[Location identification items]
[BEGIN]

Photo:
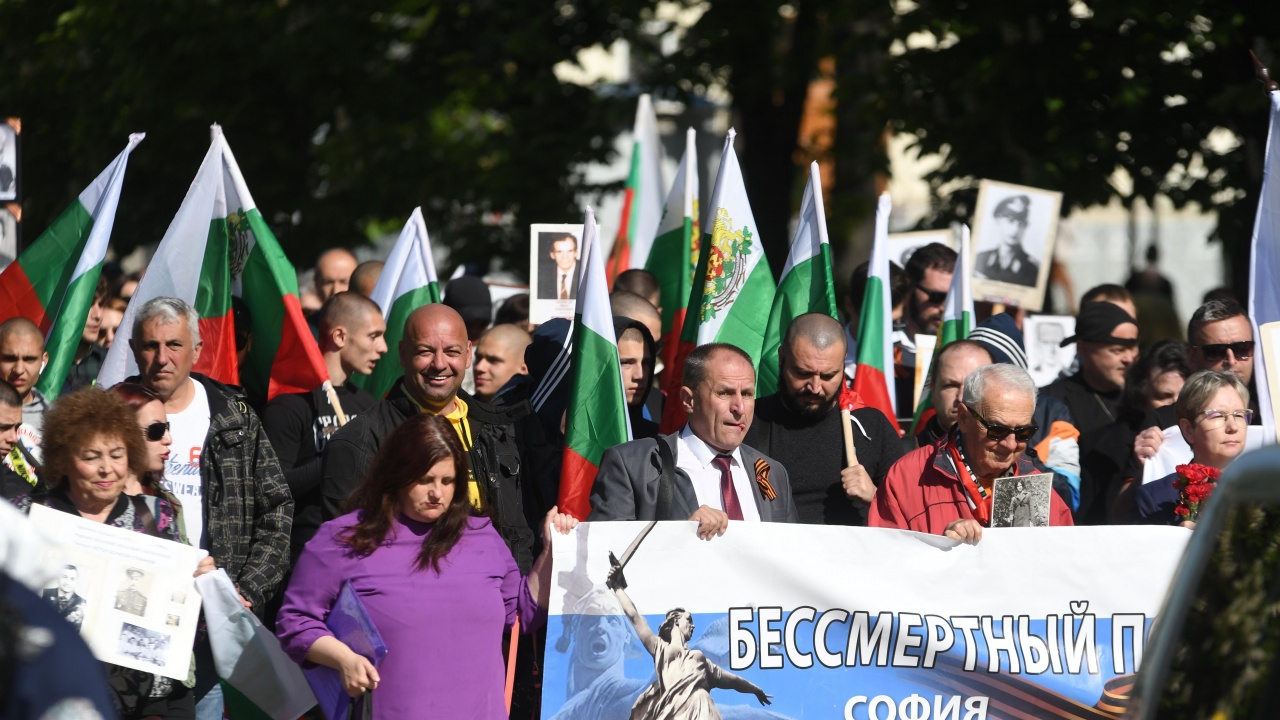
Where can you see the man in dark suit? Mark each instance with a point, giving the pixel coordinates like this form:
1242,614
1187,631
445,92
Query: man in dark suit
64,600
1009,261
714,477
558,278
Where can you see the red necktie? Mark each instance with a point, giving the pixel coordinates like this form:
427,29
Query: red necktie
728,496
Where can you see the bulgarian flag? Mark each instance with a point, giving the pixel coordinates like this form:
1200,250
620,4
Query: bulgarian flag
219,223
641,204
956,323
53,282
284,356
407,282
874,374
734,288
807,285
1265,263
595,417
673,256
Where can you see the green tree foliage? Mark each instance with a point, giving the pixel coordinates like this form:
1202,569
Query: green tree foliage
341,112
1060,94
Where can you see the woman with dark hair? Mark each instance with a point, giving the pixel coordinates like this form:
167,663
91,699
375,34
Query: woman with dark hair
1152,382
91,442
146,472
434,575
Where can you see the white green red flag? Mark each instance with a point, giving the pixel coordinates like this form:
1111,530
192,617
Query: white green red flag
284,356
407,282
874,376
1265,261
673,256
219,224
734,287
641,203
807,283
595,417
53,282
958,318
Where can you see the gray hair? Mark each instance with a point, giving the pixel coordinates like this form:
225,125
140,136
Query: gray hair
168,310
1000,373
1200,388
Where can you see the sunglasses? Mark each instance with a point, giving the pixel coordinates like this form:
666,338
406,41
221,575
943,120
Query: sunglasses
933,296
1216,352
997,432
155,431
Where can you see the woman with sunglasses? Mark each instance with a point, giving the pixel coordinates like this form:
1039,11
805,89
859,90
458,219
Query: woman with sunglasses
1214,415
146,474
945,488
91,446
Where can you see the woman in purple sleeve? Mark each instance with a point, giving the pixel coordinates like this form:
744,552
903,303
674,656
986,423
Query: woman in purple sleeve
434,575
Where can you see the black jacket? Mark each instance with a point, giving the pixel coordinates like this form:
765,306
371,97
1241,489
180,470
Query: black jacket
497,460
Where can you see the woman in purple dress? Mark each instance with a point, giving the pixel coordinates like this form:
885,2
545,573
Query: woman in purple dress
435,577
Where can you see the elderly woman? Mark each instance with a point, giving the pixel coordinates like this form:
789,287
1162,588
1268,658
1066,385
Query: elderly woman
90,438
1214,415
435,577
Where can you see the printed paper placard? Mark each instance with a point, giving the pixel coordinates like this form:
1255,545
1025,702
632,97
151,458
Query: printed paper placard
131,595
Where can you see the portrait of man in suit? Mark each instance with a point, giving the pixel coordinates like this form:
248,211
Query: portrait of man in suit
129,598
64,597
713,477
1008,260
557,265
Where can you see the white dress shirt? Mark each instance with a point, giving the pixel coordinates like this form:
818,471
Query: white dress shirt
694,458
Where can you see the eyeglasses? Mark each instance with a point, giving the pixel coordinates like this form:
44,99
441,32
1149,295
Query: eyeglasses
1216,352
1215,419
997,432
155,431
933,296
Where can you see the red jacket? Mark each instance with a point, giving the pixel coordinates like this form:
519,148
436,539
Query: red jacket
922,492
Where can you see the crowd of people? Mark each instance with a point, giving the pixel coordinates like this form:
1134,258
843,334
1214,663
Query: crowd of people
437,501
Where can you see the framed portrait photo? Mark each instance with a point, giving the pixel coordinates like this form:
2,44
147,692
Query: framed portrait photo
901,245
553,270
1014,229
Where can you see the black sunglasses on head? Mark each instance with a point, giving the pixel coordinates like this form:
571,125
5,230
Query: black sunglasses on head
933,296
1216,352
997,432
155,431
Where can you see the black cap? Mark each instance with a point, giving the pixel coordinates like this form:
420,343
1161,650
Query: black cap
1096,323
469,295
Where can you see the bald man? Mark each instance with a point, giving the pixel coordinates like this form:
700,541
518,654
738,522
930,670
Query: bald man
499,356
365,277
22,359
333,272
300,424
434,355
800,425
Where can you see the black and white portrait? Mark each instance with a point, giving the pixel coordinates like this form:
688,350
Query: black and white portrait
144,645
132,596
65,596
1022,501
1014,231
1043,335
8,162
553,270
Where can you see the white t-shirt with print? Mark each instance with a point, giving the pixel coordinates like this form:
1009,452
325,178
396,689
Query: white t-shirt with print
182,469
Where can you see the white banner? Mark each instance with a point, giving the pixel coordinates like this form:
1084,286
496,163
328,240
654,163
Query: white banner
831,621
131,595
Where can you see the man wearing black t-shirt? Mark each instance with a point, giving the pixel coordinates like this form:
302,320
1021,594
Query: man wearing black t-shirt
1106,343
298,425
800,427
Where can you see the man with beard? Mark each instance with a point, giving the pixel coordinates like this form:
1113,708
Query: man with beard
929,272
800,425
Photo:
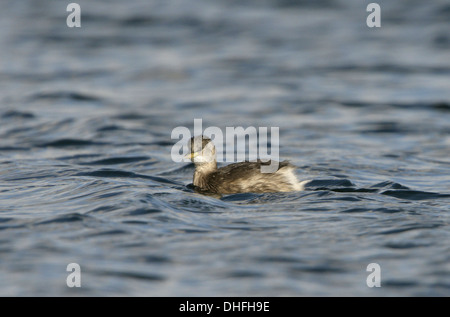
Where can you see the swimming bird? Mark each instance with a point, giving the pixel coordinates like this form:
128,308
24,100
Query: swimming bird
242,177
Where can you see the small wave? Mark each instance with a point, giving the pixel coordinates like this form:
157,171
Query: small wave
71,95
18,115
117,160
70,143
110,173
414,194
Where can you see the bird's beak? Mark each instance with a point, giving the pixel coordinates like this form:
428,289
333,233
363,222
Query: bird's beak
191,155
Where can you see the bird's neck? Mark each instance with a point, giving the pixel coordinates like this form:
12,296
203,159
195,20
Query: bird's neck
201,173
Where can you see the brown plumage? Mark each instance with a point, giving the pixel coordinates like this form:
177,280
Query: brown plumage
238,177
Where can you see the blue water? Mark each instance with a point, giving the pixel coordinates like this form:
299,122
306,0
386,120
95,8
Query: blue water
86,176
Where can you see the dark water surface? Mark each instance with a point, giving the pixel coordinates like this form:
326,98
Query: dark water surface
86,174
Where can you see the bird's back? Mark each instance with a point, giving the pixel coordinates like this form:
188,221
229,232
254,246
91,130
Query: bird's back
247,177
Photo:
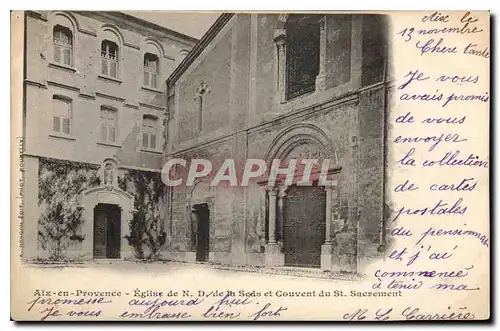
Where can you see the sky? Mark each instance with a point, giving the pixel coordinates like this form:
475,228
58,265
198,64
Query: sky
194,24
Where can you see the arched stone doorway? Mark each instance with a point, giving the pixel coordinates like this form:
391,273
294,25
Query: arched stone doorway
298,216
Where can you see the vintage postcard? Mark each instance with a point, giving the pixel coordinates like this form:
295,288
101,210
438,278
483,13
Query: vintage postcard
252,166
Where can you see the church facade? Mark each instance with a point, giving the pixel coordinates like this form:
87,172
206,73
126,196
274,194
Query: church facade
93,135
282,86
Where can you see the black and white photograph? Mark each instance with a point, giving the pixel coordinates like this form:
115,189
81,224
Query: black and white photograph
314,148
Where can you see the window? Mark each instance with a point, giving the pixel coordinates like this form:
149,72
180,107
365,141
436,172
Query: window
61,115
63,45
302,54
151,69
108,124
149,132
109,58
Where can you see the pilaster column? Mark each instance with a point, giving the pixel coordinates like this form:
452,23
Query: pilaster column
273,192
320,79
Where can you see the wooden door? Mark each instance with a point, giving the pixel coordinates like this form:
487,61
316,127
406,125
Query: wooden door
304,226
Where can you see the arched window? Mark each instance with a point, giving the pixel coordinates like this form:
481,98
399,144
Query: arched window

[END]

Give back, exactly as written, the lines from the one with "Where can you see the arched stone" to the last line.

Where can you see the arched stone doorway? Mark each instance with a point, giving the pixel coordinates like this form:
391,273
294,25
Query: arched stone doorway
298,216
Where can you see the vintage postcard? Mark each instance with a point, giving the pixel coordinates like this form:
295,288
101,210
438,278
483,13
Query: vintage postcard
252,166
Where can you see the church facade? Mark each instance with a point, giving the pixel coordinates like this form:
87,172
206,73
126,196
274,194
Query: church facade
93,135
282,86
Where can you see the black and white photograph? Mark each instance with a point, giving the pixel coordinates like this form:
115,189
81,224
Query: black and white photograph
314,148
Where can you see the window? Mark each instance with a point, giving the pixel coordinates like this form:
149,72
180,107
365,141
436,172
Query: window
61,115
63,45
302,54
151,69
108,124
149,132
109,58
Where can you see the pilaster column? Mark each instance with a point, giving the pixel coordinates like this form:
452,23
Query: pilaster column
273,192
320,79
Where can you see the wooden door? Mark each instance with a point, giving the pixel coordinates like this form:
487,61
316,127
406,125
Query: wooden door
304,226
Where can you see the arched window? Mark each instance with a point, giving the pixel coordinates like this form:
481,98
399,144
Query: arched window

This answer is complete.